>> start DATA ENTRIES
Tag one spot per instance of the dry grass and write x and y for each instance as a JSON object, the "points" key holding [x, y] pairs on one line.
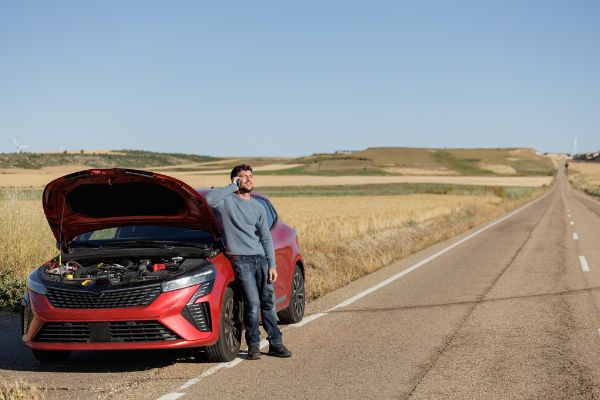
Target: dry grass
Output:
{"points": [[585, 177], [19, 390], [41, 178], [26, 242], [344, 238]]}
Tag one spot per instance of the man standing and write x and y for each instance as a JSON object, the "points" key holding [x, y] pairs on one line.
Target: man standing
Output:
{"points": [[250, 248]]}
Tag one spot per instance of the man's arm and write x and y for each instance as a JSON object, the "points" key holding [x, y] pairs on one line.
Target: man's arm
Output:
{"points": [[267, 242], [215, 197]]}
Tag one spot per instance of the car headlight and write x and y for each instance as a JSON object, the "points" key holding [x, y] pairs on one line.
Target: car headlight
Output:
{"points": [[35, 284], [197, 277]]}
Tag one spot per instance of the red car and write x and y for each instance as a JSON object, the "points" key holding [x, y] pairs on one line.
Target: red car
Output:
{"points": [[142, 266]]}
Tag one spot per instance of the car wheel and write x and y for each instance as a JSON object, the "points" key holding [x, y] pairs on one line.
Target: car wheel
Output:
{"points": [[49, 356], [295, 311], [230, 330]]}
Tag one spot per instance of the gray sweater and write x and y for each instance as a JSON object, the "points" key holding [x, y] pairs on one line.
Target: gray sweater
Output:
{"points": [[244, 224]]}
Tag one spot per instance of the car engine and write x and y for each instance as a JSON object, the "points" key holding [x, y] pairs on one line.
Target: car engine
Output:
{"points": [[119, 271]]}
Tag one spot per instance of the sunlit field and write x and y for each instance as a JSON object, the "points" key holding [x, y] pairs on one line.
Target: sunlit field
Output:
{"points": [[585, 177], [344, 238]]}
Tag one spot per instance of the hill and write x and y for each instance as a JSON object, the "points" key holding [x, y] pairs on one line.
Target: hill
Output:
{"points": [[374, 161], [426, 161]]}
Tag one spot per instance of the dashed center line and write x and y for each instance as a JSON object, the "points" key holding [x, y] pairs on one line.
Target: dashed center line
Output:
{"points": [[584, 266]]}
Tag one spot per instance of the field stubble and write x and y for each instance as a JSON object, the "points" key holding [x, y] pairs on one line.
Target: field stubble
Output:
{"points": [[585, 177], [342, 237]]}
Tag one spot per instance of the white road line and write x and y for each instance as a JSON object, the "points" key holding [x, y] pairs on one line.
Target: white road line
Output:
{"points": [[351, 300], [583, 262], [171, 396]]}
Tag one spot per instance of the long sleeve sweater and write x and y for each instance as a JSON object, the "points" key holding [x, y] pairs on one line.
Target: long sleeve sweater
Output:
{"points": [[244, 224]]}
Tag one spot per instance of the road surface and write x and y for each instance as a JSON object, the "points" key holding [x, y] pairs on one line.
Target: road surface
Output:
{"points": [[508, 311]]}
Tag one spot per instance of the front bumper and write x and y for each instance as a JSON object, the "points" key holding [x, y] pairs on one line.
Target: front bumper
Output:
{"points": [[163, 324]]}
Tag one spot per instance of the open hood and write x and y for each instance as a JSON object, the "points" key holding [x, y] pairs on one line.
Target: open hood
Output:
{"points": [[103, 198]]}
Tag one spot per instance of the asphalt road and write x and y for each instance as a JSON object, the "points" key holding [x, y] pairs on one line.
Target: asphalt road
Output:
{"points": [[512, 311]]}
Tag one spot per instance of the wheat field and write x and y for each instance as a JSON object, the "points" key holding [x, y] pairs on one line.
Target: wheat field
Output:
{"points": [[341, 238], [585, 177], [344, 238]]}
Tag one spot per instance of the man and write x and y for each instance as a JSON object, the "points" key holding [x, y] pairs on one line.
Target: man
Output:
{"points": [[250, 248]]}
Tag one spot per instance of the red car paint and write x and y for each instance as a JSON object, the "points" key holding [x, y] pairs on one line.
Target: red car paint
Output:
{"points": [[67, 221]]}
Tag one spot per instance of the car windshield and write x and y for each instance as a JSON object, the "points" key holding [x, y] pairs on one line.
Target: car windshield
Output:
{"points": [[144, 234]]}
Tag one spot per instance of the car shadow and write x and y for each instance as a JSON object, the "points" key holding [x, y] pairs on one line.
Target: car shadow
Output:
{"points": [[17, 357]]}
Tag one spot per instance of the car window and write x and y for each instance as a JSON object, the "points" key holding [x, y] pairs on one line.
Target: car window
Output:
>> end DATA ENTRIES
Retype all of the data above without any changes, and leave out the pictures.

Tag one spot per instance of the dry grass and write x and y for each instance as a JSON object, the "points" key holding [x, y] pairs on one line.
Target: dry grass
Output:
{"points": [[585, 177], [19, 390], [41, 178], [26, 242], [344, 238]]}
Tag one spot per instance of the man standing and write x and y for each instance as a JSON object, the "points" key holding [x, y] pairs on one line.
Target: man standing
Output:
{"points": [[250, 248]]}
Tag one spot per instance of the man's arm and write x and y for each instance as a JSON object, the "points" key holding [x, y] pairs on one line.
Target: man's arm
Output:
{"points": [[267, 242], [215, 197]]}
Tag one spot per instance of the car headlight and write x and y for each instance as a JSON object, the "points" key holding [x, y] pairs on one line.
Target: car headlight
Output:
{"points": [[35, 284], [197, 277]]}
Tag one spot per instance of the red car and write x and y for each instance as a JSON object, the "points" key holding [x, y] pairs on one line.
Target: red car
Output:
{"points": [[142, 266]]}
Tag one spot per instance of the car wheel and write x and y for each instance as a JSON object, the "points" key holding [x, y] pairs on one line.
Target: car wheel
Output:
{"points": [[49, 356], [295, 311], [230, 330]]}
Tag one spot per instance of the gray sweater and write x and y for each instance as a JSON object, the "points" key holding [x, y] pairs on one line.
Target: gray sweater
Output:
{"points": [[244, 224]]}
Tag one spot per instance of the car engine and write x and y for each instance as a JSON object, the "points" key holding [x, y] pairs on one line.
Target: car engine
Output:
{"points": [[119, 271]]}
Tag one spot per instance of the sunlit field and write x and y for each instance as a JSON object, the "points" key holding [x, y] pairs on one line.
Target: sunlit field
Output:
{"points": [[585, 177], [344, 238]]}
Tag one spot per instance of the hill and write x and y for each instance as a JSON object, the "points" key holding [x, y] pairs on one line.
Target: hill
Output:
{"points": [[374, 161], [426, 161]]}
Tag one spot per instance of the dashed center line and write x and y for each instance as a JSON object, the "points" key holding [x, y] pairs on one line.
Target: dashed center line
Output:
{"points": [[584, 266]]}
Tag one spot per instance of the field stubble and write x and y for each instance as a JSON object, the "points" key holding [x, y] pairs on one line.
Target: field stubble
Output:
{"points": [[585, 177], [342, 237]]}
Tag one spot per instance of the white road line and write x and y for each instance as a JSON object, the "points" key holding [x, y] pairs on one line.
Target: white road line
Output:
{"points": [[351, 300], [583, 262], [171, 396]]}
Tag one spot per instance of the long sleeve sweater and write x and y for each instance as a JSON object, the "points" key holding [x, y] pairs on one line.
Target: long sleeve sweater
Output:
{"points": [[244, 224]]}
Tag one spot per instance of the road surface and write x and y for each instance as a JSON object, the "points" key holding [x, y] pairs on one line.
Target: road surface
Output:
{"points": [[508, 311]]}
Tag one spot per instance of the front bumper and write x and y for each instance as a JSON object, the "points" key holding [x, y] pairs on one line.
Target: front bumper
Output:
{"points": [[163, 324]]}
Tag one spot per instance of the open hood and write x and y for each instance as a JSON object, the "points" key holding [x, y] pairs on one line.
Target: open hood
Output:
{"points": [[103, 198]]}
Tag one spot per instance of the asphalt road and write x and y for each instance as a JSON object, the "points" key holding [x, y] pairs on one line.
Target: asphalt road
Output:
{"points": [[512, 311]]}
Tag one spot per instance of the wheat field and write x and y for each instance as a JSON object, the "points" key holding [x, y] pairs on one line.
Target: wheat field
Output:
{"points": [[341, 238], [585, 177], [344, 238]]}
Tag one spot per instance of the man and write x and y for each instance as a JSON object, the "points" key holding [x, y] pairs on one line.
Target: man
Output:
{"points": [[250, 248]]}
Tag one spot per instance of the red car paint and write x and y for each instance as a JSON object, the "points" key holding [x, y] pairs on one line.
Target: red car paint
Output:
{"points": [[67, 221]]}
Tag one spot per instance of the car windshield and write x and y for each instance as a JSON object, the "points" key holding [x, y] pairs on one line.
Target: car windshield
Output:
{"points": [[144, 234]]}
Tag one spot per instance of the car shadow and write x and y for each instance as a JSON object, the "points" key holding [x, y] pairs on one line.
Target: car shadow
Output:
{"points": [[17, 357]]}
Tag one spot per instance of the car window and write x and y for each instance as a JSON object, the "points" key holding [x, y] pairs on one line.
Target: car window
Output:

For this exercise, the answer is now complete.